• **What needs to be done**
The job is to find each line of the records below that includes the word "blue" and copy it.

Data items
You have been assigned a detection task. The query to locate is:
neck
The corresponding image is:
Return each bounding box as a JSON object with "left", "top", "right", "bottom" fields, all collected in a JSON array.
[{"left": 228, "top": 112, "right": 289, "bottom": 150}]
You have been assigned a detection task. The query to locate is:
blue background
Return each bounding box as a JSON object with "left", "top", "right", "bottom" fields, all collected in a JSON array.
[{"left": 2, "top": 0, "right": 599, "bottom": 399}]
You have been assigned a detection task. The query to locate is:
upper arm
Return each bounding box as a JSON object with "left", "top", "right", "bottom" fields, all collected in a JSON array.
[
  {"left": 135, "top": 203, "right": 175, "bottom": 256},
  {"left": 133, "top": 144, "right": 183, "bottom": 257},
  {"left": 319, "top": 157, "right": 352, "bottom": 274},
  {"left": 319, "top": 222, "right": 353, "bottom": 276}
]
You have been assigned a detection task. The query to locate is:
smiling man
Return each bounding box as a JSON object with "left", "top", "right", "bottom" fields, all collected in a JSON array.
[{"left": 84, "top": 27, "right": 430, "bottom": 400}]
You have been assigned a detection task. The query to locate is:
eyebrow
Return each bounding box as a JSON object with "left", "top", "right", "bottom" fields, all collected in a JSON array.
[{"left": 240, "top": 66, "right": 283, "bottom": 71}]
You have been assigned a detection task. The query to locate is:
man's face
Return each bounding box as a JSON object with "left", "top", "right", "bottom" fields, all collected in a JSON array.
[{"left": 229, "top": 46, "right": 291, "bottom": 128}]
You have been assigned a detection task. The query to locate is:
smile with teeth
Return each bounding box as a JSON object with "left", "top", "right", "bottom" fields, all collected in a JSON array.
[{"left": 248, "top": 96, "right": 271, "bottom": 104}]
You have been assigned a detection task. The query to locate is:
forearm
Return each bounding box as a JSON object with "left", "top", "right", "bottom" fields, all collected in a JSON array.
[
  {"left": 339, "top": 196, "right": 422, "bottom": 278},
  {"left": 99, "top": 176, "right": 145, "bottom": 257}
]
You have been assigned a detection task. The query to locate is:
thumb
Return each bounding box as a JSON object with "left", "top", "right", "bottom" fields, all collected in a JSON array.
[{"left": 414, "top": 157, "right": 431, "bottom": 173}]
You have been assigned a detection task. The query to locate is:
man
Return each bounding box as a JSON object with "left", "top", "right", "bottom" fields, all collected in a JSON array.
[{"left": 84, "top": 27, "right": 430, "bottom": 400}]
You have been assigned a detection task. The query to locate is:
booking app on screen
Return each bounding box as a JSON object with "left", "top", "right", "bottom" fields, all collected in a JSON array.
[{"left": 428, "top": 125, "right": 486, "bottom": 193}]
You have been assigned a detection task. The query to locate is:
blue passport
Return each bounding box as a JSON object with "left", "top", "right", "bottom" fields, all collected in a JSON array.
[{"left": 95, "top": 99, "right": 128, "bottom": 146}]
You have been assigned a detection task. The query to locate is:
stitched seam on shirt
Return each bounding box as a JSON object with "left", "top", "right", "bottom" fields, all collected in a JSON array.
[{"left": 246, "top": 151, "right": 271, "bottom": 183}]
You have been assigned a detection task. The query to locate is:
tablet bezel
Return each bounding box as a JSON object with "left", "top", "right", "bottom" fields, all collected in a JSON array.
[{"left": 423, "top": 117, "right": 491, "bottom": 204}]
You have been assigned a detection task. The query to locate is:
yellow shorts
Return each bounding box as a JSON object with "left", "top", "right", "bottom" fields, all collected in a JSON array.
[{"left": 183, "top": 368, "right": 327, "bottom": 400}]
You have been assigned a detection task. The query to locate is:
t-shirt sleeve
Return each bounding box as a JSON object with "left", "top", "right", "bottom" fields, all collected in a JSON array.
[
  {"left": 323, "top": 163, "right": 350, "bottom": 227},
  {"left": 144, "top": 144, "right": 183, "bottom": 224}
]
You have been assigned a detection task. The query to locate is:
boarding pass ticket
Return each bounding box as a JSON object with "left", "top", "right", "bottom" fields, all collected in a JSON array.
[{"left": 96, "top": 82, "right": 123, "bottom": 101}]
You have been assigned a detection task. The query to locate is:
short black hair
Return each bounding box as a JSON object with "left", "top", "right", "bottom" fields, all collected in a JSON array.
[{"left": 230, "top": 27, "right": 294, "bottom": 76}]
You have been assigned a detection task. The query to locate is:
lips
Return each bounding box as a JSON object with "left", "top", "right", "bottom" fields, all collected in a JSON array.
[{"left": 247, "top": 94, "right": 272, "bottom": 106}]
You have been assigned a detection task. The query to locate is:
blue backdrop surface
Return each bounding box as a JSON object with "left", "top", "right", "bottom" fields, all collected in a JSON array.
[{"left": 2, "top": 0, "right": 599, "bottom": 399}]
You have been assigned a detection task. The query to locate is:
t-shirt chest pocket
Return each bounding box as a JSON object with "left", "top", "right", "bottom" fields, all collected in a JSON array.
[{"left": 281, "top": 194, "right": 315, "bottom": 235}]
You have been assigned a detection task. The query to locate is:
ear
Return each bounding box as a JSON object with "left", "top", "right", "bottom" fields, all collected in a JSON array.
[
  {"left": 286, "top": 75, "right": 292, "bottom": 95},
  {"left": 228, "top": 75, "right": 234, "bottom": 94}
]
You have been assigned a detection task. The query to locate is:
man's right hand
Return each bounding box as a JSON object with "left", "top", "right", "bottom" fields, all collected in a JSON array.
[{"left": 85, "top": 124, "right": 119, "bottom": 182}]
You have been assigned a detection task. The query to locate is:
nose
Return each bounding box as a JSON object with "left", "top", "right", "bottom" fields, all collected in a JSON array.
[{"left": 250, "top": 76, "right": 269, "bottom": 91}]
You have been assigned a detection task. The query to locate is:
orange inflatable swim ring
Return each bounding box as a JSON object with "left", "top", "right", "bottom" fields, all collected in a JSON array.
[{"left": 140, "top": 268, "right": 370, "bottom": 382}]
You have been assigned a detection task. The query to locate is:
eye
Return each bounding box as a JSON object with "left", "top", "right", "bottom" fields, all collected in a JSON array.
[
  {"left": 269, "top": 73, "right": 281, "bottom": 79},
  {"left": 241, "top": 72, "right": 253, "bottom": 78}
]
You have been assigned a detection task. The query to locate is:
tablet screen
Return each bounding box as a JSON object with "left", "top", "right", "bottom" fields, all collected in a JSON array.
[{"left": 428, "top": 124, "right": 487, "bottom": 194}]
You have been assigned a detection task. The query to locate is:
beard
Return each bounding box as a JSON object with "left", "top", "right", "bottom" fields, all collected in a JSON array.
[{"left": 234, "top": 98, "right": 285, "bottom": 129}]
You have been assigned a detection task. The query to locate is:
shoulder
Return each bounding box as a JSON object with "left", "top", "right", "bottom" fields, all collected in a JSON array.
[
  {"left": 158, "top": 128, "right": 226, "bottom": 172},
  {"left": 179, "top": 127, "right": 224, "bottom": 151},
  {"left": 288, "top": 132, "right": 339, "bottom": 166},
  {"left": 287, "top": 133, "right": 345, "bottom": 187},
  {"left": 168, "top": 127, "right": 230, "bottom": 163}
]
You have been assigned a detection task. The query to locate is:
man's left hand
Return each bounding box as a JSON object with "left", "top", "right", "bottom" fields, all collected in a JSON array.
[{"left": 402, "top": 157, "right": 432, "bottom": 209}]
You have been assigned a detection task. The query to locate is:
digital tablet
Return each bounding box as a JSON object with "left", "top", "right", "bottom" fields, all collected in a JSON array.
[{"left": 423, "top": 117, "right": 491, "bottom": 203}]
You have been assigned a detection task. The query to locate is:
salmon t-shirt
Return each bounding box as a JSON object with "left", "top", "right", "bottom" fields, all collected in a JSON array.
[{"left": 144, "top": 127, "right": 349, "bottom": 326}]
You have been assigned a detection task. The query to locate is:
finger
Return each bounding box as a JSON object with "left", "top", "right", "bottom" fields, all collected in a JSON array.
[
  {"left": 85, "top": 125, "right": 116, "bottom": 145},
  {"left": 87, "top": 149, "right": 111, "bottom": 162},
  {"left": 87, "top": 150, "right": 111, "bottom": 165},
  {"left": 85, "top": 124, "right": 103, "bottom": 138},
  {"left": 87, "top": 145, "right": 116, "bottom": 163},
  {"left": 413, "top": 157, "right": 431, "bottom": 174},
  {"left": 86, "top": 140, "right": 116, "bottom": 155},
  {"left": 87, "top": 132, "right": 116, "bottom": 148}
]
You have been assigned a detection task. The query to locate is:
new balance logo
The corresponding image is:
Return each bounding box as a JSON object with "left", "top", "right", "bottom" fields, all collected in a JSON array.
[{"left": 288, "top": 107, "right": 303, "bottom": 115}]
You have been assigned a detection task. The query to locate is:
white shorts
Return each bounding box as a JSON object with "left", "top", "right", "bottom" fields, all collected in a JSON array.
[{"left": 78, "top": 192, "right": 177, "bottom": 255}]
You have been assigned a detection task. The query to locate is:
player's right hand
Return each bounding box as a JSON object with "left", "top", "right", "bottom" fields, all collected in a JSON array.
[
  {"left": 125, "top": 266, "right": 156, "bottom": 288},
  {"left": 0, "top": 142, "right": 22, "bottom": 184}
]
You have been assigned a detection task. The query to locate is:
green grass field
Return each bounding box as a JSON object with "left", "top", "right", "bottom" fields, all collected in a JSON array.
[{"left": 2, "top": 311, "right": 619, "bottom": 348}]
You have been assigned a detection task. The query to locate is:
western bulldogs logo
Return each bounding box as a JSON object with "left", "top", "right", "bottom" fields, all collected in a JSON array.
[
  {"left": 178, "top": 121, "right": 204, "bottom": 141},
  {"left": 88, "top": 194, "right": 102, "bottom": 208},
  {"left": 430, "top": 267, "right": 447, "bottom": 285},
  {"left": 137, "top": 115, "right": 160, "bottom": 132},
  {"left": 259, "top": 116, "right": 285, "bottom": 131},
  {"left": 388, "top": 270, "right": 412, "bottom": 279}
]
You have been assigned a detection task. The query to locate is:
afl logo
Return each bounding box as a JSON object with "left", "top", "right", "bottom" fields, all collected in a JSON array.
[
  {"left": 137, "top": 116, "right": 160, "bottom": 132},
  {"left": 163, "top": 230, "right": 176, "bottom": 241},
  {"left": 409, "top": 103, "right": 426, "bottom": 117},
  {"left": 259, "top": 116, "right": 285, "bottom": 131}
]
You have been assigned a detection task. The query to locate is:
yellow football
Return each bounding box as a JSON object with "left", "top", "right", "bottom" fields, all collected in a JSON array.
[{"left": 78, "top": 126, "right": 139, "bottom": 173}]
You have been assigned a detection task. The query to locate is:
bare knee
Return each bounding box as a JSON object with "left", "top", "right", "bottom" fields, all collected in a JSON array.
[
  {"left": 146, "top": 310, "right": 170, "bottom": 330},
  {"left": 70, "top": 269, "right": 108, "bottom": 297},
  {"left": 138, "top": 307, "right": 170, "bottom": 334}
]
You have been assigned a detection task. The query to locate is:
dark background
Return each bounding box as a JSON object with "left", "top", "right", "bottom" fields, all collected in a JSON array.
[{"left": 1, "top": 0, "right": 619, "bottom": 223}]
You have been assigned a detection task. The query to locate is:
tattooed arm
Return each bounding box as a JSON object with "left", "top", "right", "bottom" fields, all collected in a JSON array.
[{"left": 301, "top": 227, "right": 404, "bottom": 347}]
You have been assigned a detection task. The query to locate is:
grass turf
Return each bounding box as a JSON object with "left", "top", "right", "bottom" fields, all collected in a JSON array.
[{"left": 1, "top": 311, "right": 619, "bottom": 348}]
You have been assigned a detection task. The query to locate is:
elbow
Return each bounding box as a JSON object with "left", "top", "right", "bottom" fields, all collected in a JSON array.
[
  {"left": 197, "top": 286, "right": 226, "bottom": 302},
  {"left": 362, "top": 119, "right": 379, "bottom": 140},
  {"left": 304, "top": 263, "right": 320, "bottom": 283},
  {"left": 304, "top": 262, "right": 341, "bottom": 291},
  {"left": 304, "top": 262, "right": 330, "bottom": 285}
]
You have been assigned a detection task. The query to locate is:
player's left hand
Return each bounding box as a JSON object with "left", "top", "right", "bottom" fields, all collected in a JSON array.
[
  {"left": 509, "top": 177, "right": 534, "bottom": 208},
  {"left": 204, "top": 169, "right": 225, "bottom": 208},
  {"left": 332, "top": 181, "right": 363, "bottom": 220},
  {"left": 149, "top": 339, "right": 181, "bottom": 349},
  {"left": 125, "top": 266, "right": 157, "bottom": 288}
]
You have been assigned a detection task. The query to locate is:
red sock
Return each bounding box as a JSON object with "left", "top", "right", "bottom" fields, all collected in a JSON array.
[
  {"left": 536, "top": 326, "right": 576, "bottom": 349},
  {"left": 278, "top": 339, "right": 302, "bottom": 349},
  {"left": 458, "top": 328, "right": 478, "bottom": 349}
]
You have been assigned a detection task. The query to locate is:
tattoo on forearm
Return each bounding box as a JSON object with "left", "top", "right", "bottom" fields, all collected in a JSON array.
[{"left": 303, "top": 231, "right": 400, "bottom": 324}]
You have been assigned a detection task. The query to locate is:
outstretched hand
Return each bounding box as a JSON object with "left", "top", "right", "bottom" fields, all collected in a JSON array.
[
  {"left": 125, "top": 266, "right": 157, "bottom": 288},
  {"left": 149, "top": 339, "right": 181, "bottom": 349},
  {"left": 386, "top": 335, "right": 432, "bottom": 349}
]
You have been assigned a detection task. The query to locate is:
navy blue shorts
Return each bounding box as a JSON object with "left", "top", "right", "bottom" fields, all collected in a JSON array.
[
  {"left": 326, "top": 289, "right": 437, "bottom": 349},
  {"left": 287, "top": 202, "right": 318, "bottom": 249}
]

• **Answer box**
blue background
blue passport
blue backdrop surface
navy blue shorts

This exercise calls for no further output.